_Brief:_ Recast as a JSON list of strings everything in the listing below from the line containing "The response should indicate, for every instance of the rock" down to the end of the listing, one string per line and blank lines omitted.

_Task data:_

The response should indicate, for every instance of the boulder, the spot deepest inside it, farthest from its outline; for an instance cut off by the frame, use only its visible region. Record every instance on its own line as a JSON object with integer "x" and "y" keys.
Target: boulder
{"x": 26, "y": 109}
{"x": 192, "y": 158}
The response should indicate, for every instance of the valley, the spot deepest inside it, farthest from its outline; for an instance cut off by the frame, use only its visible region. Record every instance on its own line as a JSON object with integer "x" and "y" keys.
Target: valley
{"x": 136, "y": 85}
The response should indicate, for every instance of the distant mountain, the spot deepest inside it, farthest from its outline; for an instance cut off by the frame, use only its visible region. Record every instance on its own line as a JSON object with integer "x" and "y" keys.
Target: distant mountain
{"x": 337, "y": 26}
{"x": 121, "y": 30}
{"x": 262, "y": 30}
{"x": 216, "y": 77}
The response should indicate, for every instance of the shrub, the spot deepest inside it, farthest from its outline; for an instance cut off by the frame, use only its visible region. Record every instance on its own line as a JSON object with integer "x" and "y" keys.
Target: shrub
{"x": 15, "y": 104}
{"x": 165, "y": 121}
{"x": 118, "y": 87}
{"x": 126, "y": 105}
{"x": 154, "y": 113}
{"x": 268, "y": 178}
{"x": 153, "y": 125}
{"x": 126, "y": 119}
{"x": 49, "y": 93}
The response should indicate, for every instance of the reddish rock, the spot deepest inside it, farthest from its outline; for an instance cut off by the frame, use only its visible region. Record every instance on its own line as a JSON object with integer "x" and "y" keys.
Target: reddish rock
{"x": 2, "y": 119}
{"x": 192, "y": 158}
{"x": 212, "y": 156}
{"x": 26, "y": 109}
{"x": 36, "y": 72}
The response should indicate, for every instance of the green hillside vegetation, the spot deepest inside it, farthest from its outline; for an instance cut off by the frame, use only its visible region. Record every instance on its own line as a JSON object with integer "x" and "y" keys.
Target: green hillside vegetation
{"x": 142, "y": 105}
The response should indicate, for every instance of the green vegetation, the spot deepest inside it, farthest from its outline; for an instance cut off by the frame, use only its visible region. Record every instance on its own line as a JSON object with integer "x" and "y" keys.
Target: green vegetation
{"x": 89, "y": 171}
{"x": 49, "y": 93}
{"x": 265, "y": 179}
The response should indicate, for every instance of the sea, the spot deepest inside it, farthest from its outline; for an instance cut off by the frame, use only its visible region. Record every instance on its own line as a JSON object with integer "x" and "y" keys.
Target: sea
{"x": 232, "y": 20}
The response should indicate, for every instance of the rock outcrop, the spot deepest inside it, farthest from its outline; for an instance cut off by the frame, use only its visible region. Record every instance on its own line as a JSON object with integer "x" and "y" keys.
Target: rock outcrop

_Answer to the task:_
[
  "The response should indicate, for every instance of the rock outcrop, the spot deepest inside it, farthest from its outline; for an instance cut off by the frame, use only its visible region. Record every instance on its own line as a JSON object with integer \"x\" and \"y\" keys.",
  "Target: rock outcrop"
]